RICHIESTA:
Trasforma tutte le voci qui sotto in un CSV a due colonne, «richiesta» e «risposta», con una riga per voce: il testo va in «richiesta» e la risposta corrispondente in «risposta». Ogni campo va racchiuso tra virgolette doppie e gli a capo vanno sostituiti da spazi.

ELENCO DATI:
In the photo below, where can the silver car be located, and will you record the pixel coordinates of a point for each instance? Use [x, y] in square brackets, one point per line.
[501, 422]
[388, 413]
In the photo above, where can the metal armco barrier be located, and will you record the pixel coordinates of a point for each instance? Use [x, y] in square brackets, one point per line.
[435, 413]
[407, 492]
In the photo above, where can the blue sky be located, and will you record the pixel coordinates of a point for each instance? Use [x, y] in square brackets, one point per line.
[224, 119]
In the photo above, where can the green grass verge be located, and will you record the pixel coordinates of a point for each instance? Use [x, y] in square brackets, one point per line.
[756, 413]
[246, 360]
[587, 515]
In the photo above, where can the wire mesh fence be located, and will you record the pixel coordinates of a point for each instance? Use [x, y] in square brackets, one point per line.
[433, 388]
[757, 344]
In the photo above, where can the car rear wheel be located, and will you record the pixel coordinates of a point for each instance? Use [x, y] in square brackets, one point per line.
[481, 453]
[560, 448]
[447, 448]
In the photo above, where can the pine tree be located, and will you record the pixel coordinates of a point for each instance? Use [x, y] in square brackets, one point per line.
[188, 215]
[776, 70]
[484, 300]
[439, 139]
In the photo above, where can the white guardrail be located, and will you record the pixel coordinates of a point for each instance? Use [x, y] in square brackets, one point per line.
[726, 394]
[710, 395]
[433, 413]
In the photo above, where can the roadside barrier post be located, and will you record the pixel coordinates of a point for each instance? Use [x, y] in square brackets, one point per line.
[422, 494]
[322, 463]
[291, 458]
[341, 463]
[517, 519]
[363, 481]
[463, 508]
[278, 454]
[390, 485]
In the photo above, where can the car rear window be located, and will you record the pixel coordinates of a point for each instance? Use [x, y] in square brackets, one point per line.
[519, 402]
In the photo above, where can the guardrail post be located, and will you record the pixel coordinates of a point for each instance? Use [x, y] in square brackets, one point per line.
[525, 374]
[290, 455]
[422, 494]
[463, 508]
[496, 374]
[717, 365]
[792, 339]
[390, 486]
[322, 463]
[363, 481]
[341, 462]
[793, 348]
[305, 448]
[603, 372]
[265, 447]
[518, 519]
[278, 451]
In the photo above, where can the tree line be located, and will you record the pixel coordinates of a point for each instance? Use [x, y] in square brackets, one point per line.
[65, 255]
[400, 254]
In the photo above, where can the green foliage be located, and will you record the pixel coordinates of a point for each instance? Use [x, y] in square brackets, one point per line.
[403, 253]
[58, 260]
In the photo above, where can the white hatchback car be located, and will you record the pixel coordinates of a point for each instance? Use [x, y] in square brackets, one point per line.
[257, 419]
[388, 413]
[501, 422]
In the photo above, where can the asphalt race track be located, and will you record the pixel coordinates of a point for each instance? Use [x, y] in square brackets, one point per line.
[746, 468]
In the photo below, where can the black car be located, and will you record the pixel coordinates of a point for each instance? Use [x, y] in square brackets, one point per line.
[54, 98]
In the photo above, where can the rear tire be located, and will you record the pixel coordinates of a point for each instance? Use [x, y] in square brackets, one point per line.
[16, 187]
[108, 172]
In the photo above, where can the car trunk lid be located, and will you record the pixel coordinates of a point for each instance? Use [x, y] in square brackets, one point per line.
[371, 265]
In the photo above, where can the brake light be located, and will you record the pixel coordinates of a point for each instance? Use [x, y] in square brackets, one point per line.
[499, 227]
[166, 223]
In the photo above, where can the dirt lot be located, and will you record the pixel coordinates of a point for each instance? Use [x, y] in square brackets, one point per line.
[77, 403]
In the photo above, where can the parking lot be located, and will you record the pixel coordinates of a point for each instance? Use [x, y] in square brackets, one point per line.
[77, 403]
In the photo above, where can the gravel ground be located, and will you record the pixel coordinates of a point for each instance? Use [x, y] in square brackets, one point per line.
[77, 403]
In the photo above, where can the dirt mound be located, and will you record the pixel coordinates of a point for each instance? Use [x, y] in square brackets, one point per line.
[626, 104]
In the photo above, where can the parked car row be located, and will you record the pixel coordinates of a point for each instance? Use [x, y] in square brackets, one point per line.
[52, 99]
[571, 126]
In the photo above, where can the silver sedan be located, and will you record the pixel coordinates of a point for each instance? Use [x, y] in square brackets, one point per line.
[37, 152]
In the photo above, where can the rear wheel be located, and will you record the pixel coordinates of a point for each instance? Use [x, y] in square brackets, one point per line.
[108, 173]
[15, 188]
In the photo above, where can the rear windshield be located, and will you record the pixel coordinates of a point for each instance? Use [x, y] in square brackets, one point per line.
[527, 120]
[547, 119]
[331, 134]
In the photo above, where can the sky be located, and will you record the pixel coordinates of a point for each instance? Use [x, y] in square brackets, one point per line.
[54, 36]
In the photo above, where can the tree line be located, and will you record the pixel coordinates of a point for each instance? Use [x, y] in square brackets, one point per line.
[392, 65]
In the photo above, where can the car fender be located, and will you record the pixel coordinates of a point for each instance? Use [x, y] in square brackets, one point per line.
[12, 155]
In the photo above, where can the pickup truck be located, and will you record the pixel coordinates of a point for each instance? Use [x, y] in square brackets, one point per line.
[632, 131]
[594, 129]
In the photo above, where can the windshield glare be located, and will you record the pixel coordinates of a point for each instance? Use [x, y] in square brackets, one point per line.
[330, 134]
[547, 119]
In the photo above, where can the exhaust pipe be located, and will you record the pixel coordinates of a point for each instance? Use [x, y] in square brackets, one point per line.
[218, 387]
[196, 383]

RISPOSTA SCRITTA:
richiesta,risposta
"In the photo below, where can the silver car be located, and will you record the pixel coordinates of a point for each instance? Use [x, y] in square brackets, one point per line.","[501, 422] [388, 413]"
"In the photo above, where can the metal armco barrier be located, and will you record the pixel coordinates of a point for each instance? Use [x, y] in square brackets, one point per line.","[435, 413] [407, 492]"
"In the photo above, where can the blue sky be located, and will you record the pixel coordinates of a point for each instance? Use [x, y] in square brackets, one point per line.","[224, 119]"
"In the photo above, where can the green grass verge be located, and will you record the pixel coordinates of a point for each instance? Use [x, y] in square brackets, one point per line.","[756, 413] [246, 360] [587, 515]"
"In the photo above, where can the wire mesh fence be located, and will you record the pixel coordinates of a point for each instance? Use [x, y] in square brackets, one point per line.","[433, 388] [757, 344]"
"In the photo above, where can the car rear wheel be located, and will you record the pixel coordinates of a point for each instance? Use [x, y] in square brackets, one point per line.","[481, 453] [560, 448] [447, 448]"
"In the photo above, where can the pine tree be located, and will you record the pixel coordinates of a point for each instance? Use [x, y] in square brackets, one point per line.","[188, 215] [776, 70] [484, 300] [439, 139]"
"In the photo above, where can the white guardrail be located, and will you record the pixel coordinates of a point for each instance? Use [x, y] in square brackets, one point per line.","[726, 394] [710, 395] [433, 413]"
"In the photo above, where can the roadside barrier post be located, and will you record the pixel coordinates of a point for each instance? Use [x, y] in square brackets, one point per line.","[422, 494] [322, 463] [291, 458] [341, 463] [517, 519] [363, 481] [463, 508] [278, 454] [390, 485]"
"In the photo above, where can the car rear window be located, and will you record the pixel coordinates of a point for each instance? Use [x, y] in square brackets, one point per line.","[519, 402]"
"In the photo above, where can the guardrail post be located, and will you record the pixel coordinates of a point for each instance? Use [x, y] in square brackets, one point per line.","[525, 374] [290, 455] [422, 494] [463, 508] [496, 374] [717, 365] [792, 339] [390, 486] [322, 463] [363, 481] [341, 462] [793, 348] [305, 448] [603, 372] [265, 447] [518, 519] [278, 451]"
"In the photo above, where can the tree line be located, and will you record the pixel coordinates of a point for each instance? Use [x, y] in square brackets, one point per line.","[65, 255] [400, 254]"
"In the photo above, where can the green foliage be located, and will you record the pixel coordinates of a point for each instance? Use [x, y] in square brackets, one point per line.","[403, 253] [58, 260]"
"In the photo above, where can the white hatchback car be located, and will you record the pixel coordinates of a point for each instance? Use [x, y] in square brackets, one point per line.","[257, 419] [388, 413] [501, 422]"
"In the photo above, where can the asphalt race track be located, and will you record the pixel coordinates of a point for each instance? Use [x, y] in square brackets, one point per line.","[746, 468]"
"In the photo below, where can the black car be located, and will you record the pixel coordinates of a point for each instance? Use [x, y] in square brackets, one point per line.","[54, 98]"
"In the photo above, where can the rear tire be located, and will you record the pixel coordinates of a point for each instance? Use [x, y] in square brackets, one point per line.","[16, 187] [108, 172]"
"In the photo above, where can the car trunk lid be located, and will you record the pixel coordinates of a point for each instance? Use [x, y] in square brackets, one point per line.","[371, 265]"
"In the photo above, where can the brake light be located, and will you record the pixel coordinates of a point for each instance? Use [x, y] in square brackets, one point per line.","[499, 227] [166, 223]"
"In the photo above, where can the dirt lot be located, and will you record the pixel coordinates of a point for each instance? Use [x, y] in square brackets, one point per line.","[77, 403]"
"In the photo above, where can the parking lot be located, and will you record the pixel coordinates of a point for each instance? Use [x, y] in square brackets, one point per line.","[77, 403]"
"In the photo above, where can the gravel ground be located, and will you record the pixel coordinates of a point for each instance? Use [x, y] in square brackets, one point per line.","[77, 403]"
"In the photo above, where can the dirt mound be located, and will you record the pixel coordinates of a point for each instance? Use [x, y] in square brackets, one point per line.","[626, 104]"
"In the photo above, where can the parked car row be located, and will you record the pixel coordinates of a point for each instance? Use [x, y] in square brackets, one point per line.","[52, 99] [571, 126]"
"In the photo above, where can the silver sedan be located, and will you record the pixel coordinates of a point for each instance? Use [x, y] in square brackets, one point per line.","[37, 152]"
"In the photo above, where can the rear wheel be located, and will you record the pixel coordinates of a point for each instance? Use [x, y] in square brackets, one point per line.","[108, 173] [15, 188]"
"In the photo above, where can the rear windshield be located, and will you record the pixel coordinates of a point for each instance? Use [x, y] in square brackets, one point per line.","[527, 120] [547, 119] [331, 134]"
"In the photo above, where can the sky be located, and will you record the pixel coordinates of a point for each instance? Use [x, y] in square brackets, one point per line.","[54, 36]"
"In the photo above, where can the tree line be located, and will you record the pixel coordinates of a point for each instance? Use [x, y] in square brackets, one point per line.","[392, 65]"
"In the photo above, where can the car fender be located, and will you record the pixel coordinates of a point for each instance? Use [x, y] in square brackets, one point per line.","[12, 155]"
"In the photo above, where can the pickup truck be located, and will you record the pixel coordinates of a point for each instance? Use [x, y] in square brackets, one point per line.","[632, 131] [594, 129]"
"In the photo above, where can the windshield glare be located, and will you record the pixel coordinates of a point for each instance? Use [x, y] in square brackets, one point per line.","[330, 134] [547, 119]"
"In the photo above, where can the exhaust pipe be located, and will you record the pixel coordinates of a point for each instance? Use [x, y] in square brackets, one point per line.","[218, 387] [196, 383]"